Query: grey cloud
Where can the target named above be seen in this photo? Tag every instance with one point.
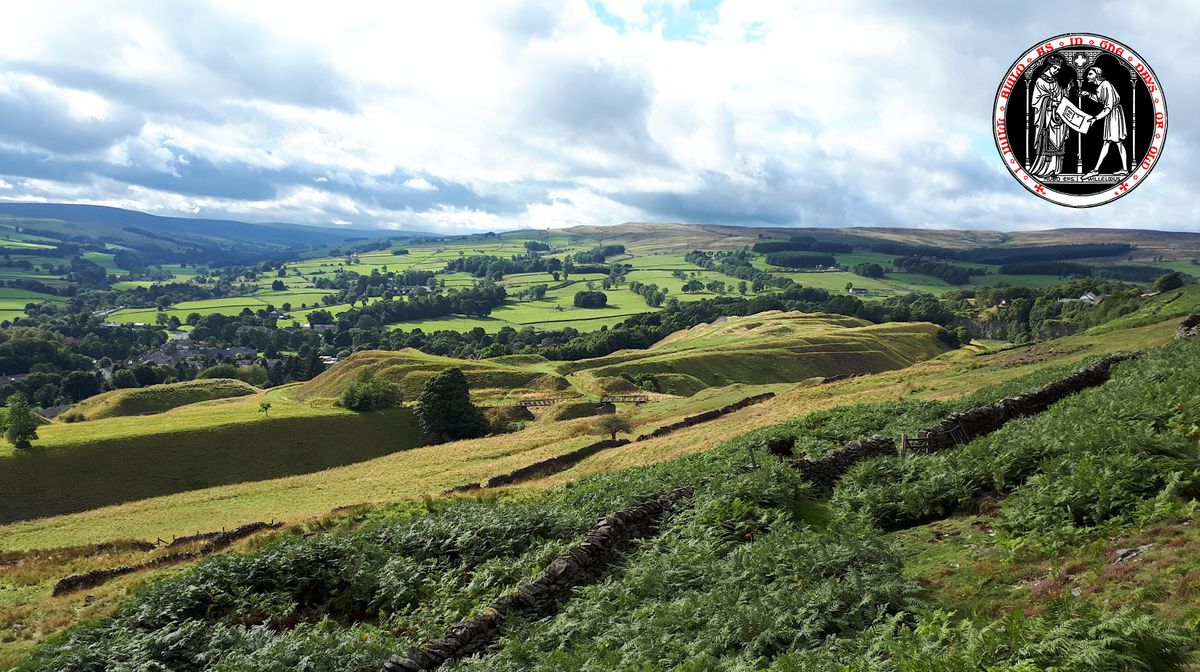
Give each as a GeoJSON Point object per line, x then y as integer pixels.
{"type": "Point", "coordinates": [601, 106]}
{"type": "Point", "coordinates": [41, 118]}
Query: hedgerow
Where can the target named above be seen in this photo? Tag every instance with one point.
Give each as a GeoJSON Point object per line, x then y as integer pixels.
{"type": "Point", "coordinates": [757, 574]}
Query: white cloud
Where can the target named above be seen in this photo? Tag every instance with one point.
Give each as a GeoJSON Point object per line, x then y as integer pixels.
{"type": "Point", "coordinates": [420, 184]}
{"type": "Point", "coordinates": [463, 117]}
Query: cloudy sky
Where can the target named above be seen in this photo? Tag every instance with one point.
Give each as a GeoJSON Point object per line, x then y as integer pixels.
{"type": "Point", "coordinates": [460, 117]}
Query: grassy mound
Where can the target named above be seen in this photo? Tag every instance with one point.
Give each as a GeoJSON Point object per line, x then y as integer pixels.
{"type": "Point", "coordinates": [573, 411]}
{"type": "Point", "coordinates": [773, 348]}
{"type": "Point", "coordinates": [520, 360]}
{"type": "Point", "coordinates": [679, 384]}
{"type": "Point", "coordinates": [411, 369]}
{"type": "Point", "coordinates": [157, 399]}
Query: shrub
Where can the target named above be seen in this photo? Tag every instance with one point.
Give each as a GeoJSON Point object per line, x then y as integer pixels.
{"type": "Point", "coordinates": [444, 408]}
{"type": "Point", "coordinates": [591, 299]}
{"type": "Point", "coordinates": [801, 261]}
{"type": "Point", "coordinates": [19, 424]}
{"type": "Point", "coordinates": [613, 425]}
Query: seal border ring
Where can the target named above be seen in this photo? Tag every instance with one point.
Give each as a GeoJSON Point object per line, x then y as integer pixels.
{"type": "Point", "coordinates": [1133, 179]}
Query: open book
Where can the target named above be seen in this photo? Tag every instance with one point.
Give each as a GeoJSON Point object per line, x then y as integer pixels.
{"type": "Point", "coordinates": [1079, 120]}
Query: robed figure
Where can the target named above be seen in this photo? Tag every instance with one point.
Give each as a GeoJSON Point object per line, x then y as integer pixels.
{"type": "Point", "coordinates": [1113, 114]}
{"type": "Point", "coordinates": [1050, 132]}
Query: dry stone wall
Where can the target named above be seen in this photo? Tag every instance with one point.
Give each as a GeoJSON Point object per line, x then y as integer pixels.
{"type": "Point", "coordinates": [215, 541]}
{"type": "Point", "coordinates": [553, 465]}
{"type": "Point", "coordinates": [1189, 327]}
{"type": "Point", "coordinates": [579, 565]}
{"type": "Point", "coordinates": [957, 427]}
{"type": "Point", "coordinates": [691, 420]}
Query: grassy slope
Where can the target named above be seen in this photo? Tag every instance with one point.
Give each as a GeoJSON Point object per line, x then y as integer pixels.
{"type": "Point", "coordinates": [429, 471]}
{"type": "Point", "coordinates": [101, 462]}
{"type": "Point", "coordinates": [490, 382]}
{"type": "Point", "coordinates": [159, 399]}
{"type": "Point", "coordinates": [771, 348]}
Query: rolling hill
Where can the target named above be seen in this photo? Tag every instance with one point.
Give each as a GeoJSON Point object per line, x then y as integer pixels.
{"type": "Point", "coordinates": [156, 399]}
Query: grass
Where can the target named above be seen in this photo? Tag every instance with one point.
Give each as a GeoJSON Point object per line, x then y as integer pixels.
{"type": "Point", "coordinates": [12, 300]}
{"type": "Point", "coordinates": [409, 369]}
{"type": "Point", "coordinates": [751, 571]}
{"type": "Point", "coordinates": [90, 465]}
{"type": "Point", "coordinates": [772, 347]}
{"type": "Point", "coordinates": [432, 469]}
{"type": "Point", "coordinates": [157, 399]}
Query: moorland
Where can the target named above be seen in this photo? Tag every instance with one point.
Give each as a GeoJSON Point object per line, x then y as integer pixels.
{"type": "Point", "coordinates": [187, 381]}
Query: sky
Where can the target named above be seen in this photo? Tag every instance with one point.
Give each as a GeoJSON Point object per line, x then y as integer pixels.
{"type": "Point", "coordinates": [460, 117]}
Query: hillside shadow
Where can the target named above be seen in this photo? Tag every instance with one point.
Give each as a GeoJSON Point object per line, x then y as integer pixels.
{"type": "Point", "coordinates": [51, 483]}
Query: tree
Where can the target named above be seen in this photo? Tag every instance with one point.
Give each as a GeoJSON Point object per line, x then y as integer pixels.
{"type": "Point", "coordinates": [19, 424]}
{"type": "Point", "coordinates": [444, 408]}
{"type": "Point", "coordinates": [612, 425]}
{"type": "Point", "coordinates": [1168, 282]}
{"type": "Point", "coordinates": [591, 299]}
{"type": "Point", "coordinates": [124, 379]}
{"type": "Point", "coordinates": [367, 393]}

Task brief
Could you turn all of the records above into a JSON list of strings, with one string per line, no blank lines, and the pictures left out?

Response
[
  "Query: grey cloud",
  "Where can the target named above be seen in this photo? Tag every instance with one point.",
  "Give each as a GeoJSON Point object per line, x then y as integer pixels.",
  "{\"type\": \"Point\", \"coordinates\": [601, 106]}",
  "{\"type\": \"Point\", \"coordinates\": [41, 118]}",
  "Query: hedgerow",
  "Where can the target named above be seen in this photo? Tag every instance with one point.",
  "Give each as a GeoJSON Point object per line, x then y as integer pixels.",
  "{\"type\": \"Point\", \"coordinates\": [757, 574]}",
  "Query: white cloud",
  "Where can the target named above be seen in this photo? Tag every instance with one point.",
  "Give each as a GeoJSON Point object per line, x then y as integer pixels.",
  "{\"type\": \"Point\", \"coordinates\": [420, 184]}",
  "{\"type\": \"Point\", \"coordinates\": [463, 117]}",
  "Query: cloudy sky",
  "Where can the target named above be seen in this photo? Tag every instance with one point.",
  "Give each as a GeoJSON Point object per line, x then y as integer pixels.",
  "{\"type\": \"Point\", \"coordinates\": [460, 117]}",
  "Query: grassy mound",
  "Where can the target named above be seen in this photo? Tag every instance with one point.",
  "Give each as a GeoJSON Point object per line, x then y as integer pixels.",
  "{\"type\": \"Point\", \"coordinates\": [573, 411]}",
  "{\"type\": \"Point\", \"coordinates\": [773, 348]}",
  "{\"type\": \"Point\", \"coordinates\": [520, 360]}",
  "{\"type\": \"Point\", \"coordinates\": [679, 384]}",
  "{\"type\": \"Point\", \"coordinates\": [411, 369]}",
  "{\"type\": \"Point\", \"coordinates\": [157, 399]}",
  "Query: shrub",
  "Where can the target named above be seen in this photo? Tag every instance with one point.",
  "Give each as a GeoJSON Point object per line, x then y as integer pixels.",
  "{\"type\": \"Point\", \"coordinates\": [444, 408]}",
  "{\"type\": \"Point\", \"coordinates\": [591, 299]}",
  "{\"type\": \"Point\", \"coordinates\": [801, 261]}",
  "{\"type\": \"Point\", \"coordinates\": [19, 424]}",
  "{\"type\": \"Point\", \"coordinates\": [613, 425]}",
  "Query: seal border ring",
  "Where can the target named above be seen in this photo? Tag every instance with one point.",
  "Give each as a GeoJSON Point object per line, x then y as integer pixels.",
  "{\"type\": \"Point\", \"coordinates\": [1133, 179]}",
  "Query: open book",
  "Where can the target named above be seen in this photo? Tag every instance with one point.",
  "Give each as a GeoJSON Point object per line, x then y as integer pixels.",
  "{\"type\": \"Point\", \"coordinates\": [1079, 120]}",
  "Query: robed figure",
  "Where can the target named above be seen in this photo? Tag every instance with one point.",
  "Give each as a GeoJSON Point object per line, x then y as integer pixels.",
  "{\"type\": \"Point\", \"coordinates\": [1113, 114]}",
  "{\"type\": \"Point\", \"coordinates\": [1050, 132]}",
  "Query: dry stone wall",
  "Where can the target named above be seen in this photo? Tag every instance with one point.",
  "Give each as a GeoJSON Point object per line, x then y as integer pixels.",
  "{\"type\": \"Point\", \"coordinates\": [215, 541]}",
  "{\"type\": \"Point\", \"coordinates\": [553, 465]}",
  "{\"type\": \"Point\", \"coordinates\": [1189, 327]}",
  "{\"type\": \"Point\", \"coordinates\": [579, 565]}",
  "{\"type\": \"Point\", \"coordinates\": [957, 427]}",
  "{\"type\": \"Point\", \"coordinates\": [691, 420]}",
  "Query: grassy slope",
  "Where can the target named above be seen in this photo? Tag every instance with one point.",
  "Give each as a GeoJSON Point object per line, x then y as integer pixels.",
  "{\"type\": \"Point\", \"coordinates\": [429, 471]}",
  "{\"type\": \"Point\", \"coordinates\": [101, 462]}",
  "{\"type\": \"Point\", \"coordinates\": [490, 382]}",
  "{\"type\": \"Point\", \"coordinates\": [159, 399]}",
  "{\"type\": \"Point\", \"coordinates\": [771, 348]}",
  "Query: rolling hill",
  "Where can the target named above be seen in this photo? Tag every instance with one point.",
  "Give each as a GeoJSON Point object per line, x then y as integer pixels.",
  "{\"type\": \"Point\", \"coordinates\": [156, 399]}",
  "Query: grass",
  "Where can the target named above be seen in this photo? Tag every instance with one point.",
  "Give each as a GeoJSON Point object per line, x then y as integer pixels.",
  "{\"type\": \"Point\", \"coordinates\": [12, 300]}",
  "{\"type\": \"Point\", \"coordinates\": [409, 369]}",
  "{\"type\": \"Point\", \"coordinates\": [751, 571]}",
  "{\"type\": \"Point\", \"coordinates\": [90, 465]}",
  "{\"type\": \"Point\", \"coordinates\": [772, 347]}",
  "{\"type\": \"Point\", \"coordinates\": [432, 469]}",
  "{\"type\": \"Point\", \"coordinates\": [157, 399]}",
  "Query: moorland",
  "Where can the target named above be seen in this photo? Tag every instance with one point.",
  "Give each as a GeoJSON Point object per line, x then y as integer pixels.",
  "{\"type\": \"Point\", \"coordinates\": [187, 381]}",
  "Query: sky",
  "Where can the target named above be seen in this photo? Tag every instance with one point.",
  "Give each as a GeoJSON Point object per line, x then y as integer pixels.",
  "{\"type\": \"Point\", \"coordinates\": [460, 117]}",
  "Query: hillside shadow",
  "Where can the target named above be seen in this photo? Tag every instance with one point.",
  "Give each as a GeoJSON Point object per line, x then y as integer pixels.",
  "{\"type\": \"Point\", \"coordinates\": [51, 483]}",
  "Query: tree",
  "Where can the target named above be seen in this photo? Tag every instance with one point.",
  "Give each as a GeoJSON Point object per line, x then y as integer pixels.",
  "{\"type\": \"Point\", \"coordinates\": [19, 424]}",
  "{\"type\": \"Point\", \"coordinates\": [444, 408]}",
  "{\"type\": \"Point\", \"coordinates\": [612, 425]}",
  "{\"type\": \"Point\", \"coordinates\": [1168, 282]}",
  "{\"type\": \"Point\", \"coordinates\": [591, 299]}",
  "{\"type\": \"Point\", \"coordinates\": [124, 379]}",
  "{\"type\": \"Point\", \"coordinates\": [367, 393]}"
]